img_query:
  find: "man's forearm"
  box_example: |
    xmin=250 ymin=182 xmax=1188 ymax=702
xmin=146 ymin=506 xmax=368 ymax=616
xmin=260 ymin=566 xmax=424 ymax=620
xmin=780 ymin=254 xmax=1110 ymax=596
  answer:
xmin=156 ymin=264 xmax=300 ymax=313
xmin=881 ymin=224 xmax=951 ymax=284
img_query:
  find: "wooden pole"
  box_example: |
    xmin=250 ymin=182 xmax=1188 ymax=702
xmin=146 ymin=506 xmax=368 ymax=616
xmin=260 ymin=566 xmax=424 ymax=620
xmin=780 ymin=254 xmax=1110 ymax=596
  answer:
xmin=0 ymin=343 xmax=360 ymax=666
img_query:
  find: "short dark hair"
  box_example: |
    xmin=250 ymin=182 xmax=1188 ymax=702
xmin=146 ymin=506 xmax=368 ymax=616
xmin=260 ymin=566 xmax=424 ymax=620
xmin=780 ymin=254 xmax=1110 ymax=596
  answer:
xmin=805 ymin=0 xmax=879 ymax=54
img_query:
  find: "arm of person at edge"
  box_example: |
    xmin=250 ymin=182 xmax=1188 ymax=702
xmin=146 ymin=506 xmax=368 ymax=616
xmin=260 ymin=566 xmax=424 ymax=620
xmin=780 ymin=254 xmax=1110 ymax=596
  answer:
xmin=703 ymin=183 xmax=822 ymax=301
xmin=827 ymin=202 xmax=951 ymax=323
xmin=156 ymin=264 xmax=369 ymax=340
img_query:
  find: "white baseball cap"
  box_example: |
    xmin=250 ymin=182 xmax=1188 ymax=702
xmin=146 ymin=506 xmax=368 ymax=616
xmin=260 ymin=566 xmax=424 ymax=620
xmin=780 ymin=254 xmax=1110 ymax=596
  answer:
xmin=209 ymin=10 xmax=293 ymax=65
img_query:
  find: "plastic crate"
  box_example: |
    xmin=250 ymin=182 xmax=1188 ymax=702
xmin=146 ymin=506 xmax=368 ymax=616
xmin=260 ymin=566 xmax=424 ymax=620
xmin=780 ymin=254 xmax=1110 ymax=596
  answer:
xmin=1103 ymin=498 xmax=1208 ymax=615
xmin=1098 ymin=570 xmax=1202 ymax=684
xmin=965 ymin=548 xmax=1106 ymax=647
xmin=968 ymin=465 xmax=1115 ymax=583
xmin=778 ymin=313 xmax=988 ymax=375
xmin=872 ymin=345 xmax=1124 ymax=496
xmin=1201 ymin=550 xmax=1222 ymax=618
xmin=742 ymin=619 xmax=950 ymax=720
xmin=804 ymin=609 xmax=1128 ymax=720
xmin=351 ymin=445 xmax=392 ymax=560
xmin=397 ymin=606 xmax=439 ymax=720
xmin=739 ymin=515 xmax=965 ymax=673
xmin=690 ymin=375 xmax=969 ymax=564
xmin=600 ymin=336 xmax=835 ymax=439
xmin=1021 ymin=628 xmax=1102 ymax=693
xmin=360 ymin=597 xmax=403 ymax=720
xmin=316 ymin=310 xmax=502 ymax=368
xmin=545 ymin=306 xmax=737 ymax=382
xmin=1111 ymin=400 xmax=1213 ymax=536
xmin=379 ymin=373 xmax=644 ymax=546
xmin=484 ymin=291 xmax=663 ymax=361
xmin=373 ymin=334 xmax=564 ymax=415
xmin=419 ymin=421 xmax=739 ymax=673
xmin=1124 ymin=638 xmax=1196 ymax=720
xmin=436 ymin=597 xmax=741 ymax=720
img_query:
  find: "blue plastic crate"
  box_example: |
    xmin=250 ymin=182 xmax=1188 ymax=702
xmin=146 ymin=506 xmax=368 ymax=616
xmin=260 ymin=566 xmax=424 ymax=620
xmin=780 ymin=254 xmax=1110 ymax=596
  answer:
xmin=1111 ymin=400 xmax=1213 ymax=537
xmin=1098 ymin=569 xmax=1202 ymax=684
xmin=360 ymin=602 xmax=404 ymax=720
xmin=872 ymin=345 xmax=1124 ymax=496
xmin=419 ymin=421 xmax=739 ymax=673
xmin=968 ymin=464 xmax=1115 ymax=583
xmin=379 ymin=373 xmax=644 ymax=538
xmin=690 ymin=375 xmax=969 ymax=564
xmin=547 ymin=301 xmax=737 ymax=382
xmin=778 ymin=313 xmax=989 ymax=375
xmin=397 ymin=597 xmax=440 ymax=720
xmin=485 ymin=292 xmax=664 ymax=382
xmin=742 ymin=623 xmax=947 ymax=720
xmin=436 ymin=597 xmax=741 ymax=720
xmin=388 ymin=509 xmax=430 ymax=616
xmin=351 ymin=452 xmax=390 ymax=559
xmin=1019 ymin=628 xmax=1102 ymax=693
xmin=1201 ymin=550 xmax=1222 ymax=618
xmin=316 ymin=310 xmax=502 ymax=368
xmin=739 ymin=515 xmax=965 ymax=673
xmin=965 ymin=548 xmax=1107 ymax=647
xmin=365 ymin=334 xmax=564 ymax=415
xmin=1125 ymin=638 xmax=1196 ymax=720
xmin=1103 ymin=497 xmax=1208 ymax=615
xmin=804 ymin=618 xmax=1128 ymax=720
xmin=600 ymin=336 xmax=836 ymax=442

- [Exercise prompt]
Revise the material from its beginning up to and including the line with "xmin=209 ymin=10 xmax=293 ymax=65", changing "wooden pole" to "wooden post" and leaving everything else as it is.

- [Task response]
img_query:
  find: "man's forearm"
  box_example: |
    xmin=250 ymin=182 xmax=1188 ymax=702
xmin=146 ymin=506 xmax=368 ymax=616
xmin=260 ymin=566 xmax=424 ymax=620
xmin=780 ymin=254 xmax=1110 ymax=596
  answer:
xmin=156 ymin=264 xmax=300 ymax=313
xmin=881 ymin=224 xmax=951 ymax=284
img_query:
  find: "wooden post"
  box_example: |
    xmin=250 ymin=182 xmax=1188 ymax=702
xmin=146 ymin=506 xmax=368 ymax=616
xmin=260 ymin=566 xmax=424 ymax=620
xmin=780 ymin=254 xmax=1110 ymax=596
  answer:
xmin=0 ymin=343 xmax=360 ymax=666
img_query:
  find: "short dark hair"
  box_example: |
    xmin=250 ymin=182 xmax=1188 ymax=702
xmin=146 ymin=506 xmax=368 ymax=616
xmin=260 ymin=566 xmax=424 ymax=620
xmin=780 ymin=254 xmax=1110 ymax=596
  answer:
xmin=805 ymin=0 xmax=879 ymax=54
img_query:
  find: "arm of person at edge"
  box_example: |
    xmin=250 ymin=182 xmax=1188 ymax=702
xmin=146 ymin=506 xmax=368 ymax=616
xmin=260 ymin=566 xmax=424 ymax=620
xmin=780 ymin=254 xmax=1110 ymax=596
  answer:
xmin=703 ymin=183 xmax=822 ymax=301
xmin=827 ymin=202 xmax=951 ymax=323
xmin=156 ymin=264 xmax=369 ymax=340
img_query:
  find: "white baseball cap"
  box_example: |
    xmin=250 ymin=182 xmax=1188 ymax=702
xmin=146 ymin=506 xmax=368 ymax=616
xmin=260 ymin=566 xmax=424 ymax=620
xmin=780 ymin=254 xmax=1110 ymax=596
  answer:
xmin=209 ymin=10 xmax=293 ymax=65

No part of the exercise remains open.